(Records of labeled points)
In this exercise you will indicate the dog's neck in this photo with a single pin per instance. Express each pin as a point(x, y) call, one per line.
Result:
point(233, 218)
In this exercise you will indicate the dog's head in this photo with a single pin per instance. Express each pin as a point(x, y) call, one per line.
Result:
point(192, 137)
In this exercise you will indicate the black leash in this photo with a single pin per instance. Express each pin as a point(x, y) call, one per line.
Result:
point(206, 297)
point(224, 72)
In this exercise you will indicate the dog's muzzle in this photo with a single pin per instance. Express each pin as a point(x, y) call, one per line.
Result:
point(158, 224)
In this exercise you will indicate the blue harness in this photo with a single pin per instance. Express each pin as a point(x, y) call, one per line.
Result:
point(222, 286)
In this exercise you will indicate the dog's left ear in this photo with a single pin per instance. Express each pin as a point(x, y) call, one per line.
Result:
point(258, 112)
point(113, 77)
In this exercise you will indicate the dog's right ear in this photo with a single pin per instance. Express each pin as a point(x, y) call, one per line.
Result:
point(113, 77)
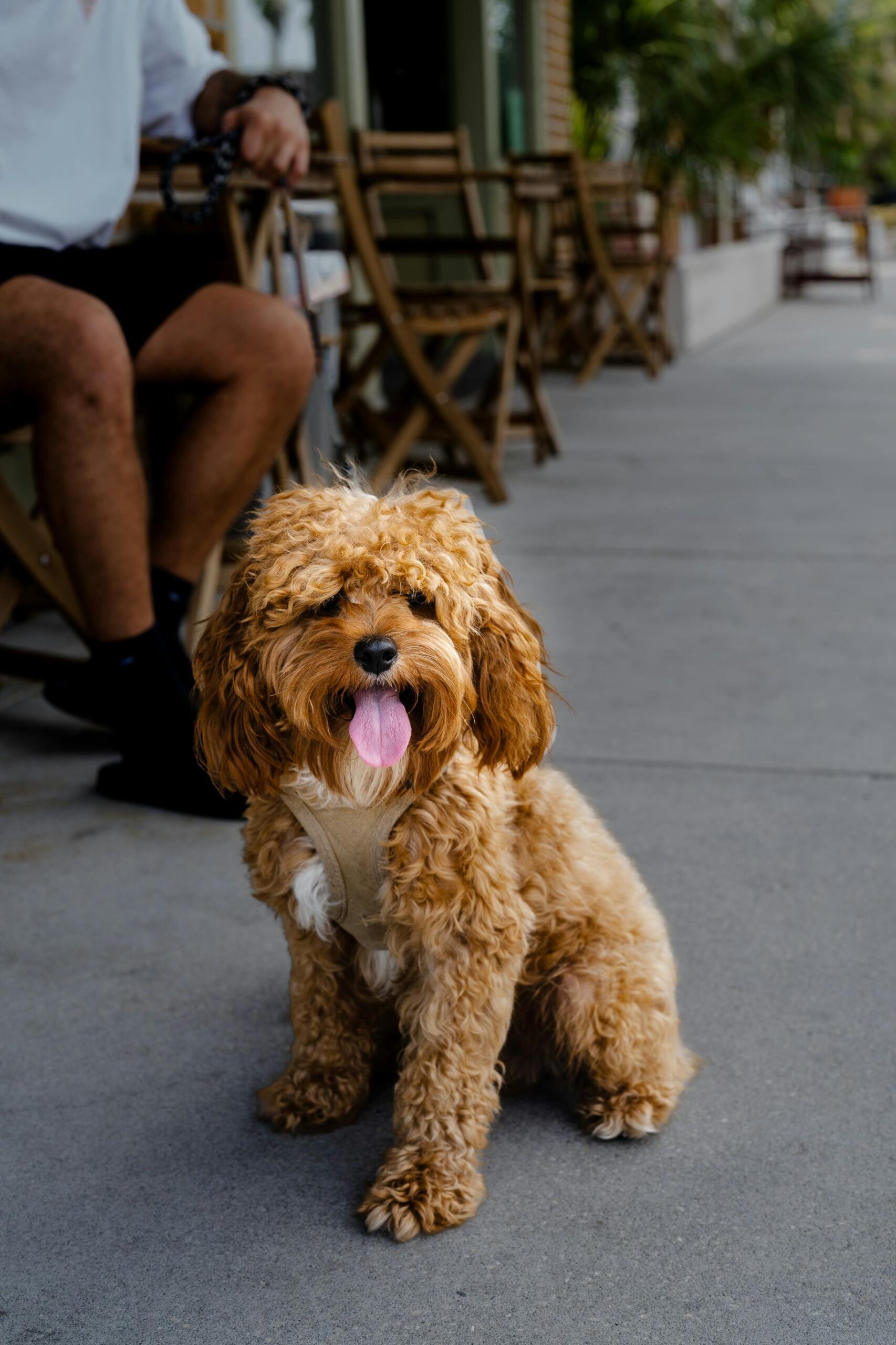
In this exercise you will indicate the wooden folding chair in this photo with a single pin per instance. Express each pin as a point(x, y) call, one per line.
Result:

EXERCISE DETAILS →
Swap every "pin" in the items above for "marker", changing nothing else, and leave the pictures out of your answer.

WRITTEN SOLUTION →
In this exercise you will indicate the dog's neck in this photo with a single marker per instance. Express each marker as a point(x, y) call, one per line.
Result:
point(233, 218)
In this exercise you will indicate the dog's head in this photo with a single marker per instance. Express each marker as a point(x, y) call, one per line.
Result:
point(192, 137)
In this exercise you will indicate the black leash in this photo with a single marker per instance. Express each marker as a point(x, y) call, one per line.
Result:
point(206, 297)
point(224, 72)
In this exercise you will indicate the dog's muzzle in this photo with a single marker per instance. Express each marker as a point(x, y) call, one per line.
Result:
point(158, 224)
In this exercise you will indicate the blue harness in this photo with a single marker per instance. Express each marker as a point(x, y) call, one per line.
Result:
point(222, 286)
In this exercise you will indicate the dog's left ear in this photo with a single marker per instance. Express each marker as a point(x, y) call, one per line.
Result:
point(258, 112)
point(113, 77)
In this exercise you will indicate the dog's right ear in this photo with a single marker per instance. Express each marker as a point(x, y) call, one per line.
Result:
point(113, 77)
In this exercise you will indicate the wooden folding chair in this photo with a single marker per instance. Express each marker as a point(x, y) call, one per line.
Result:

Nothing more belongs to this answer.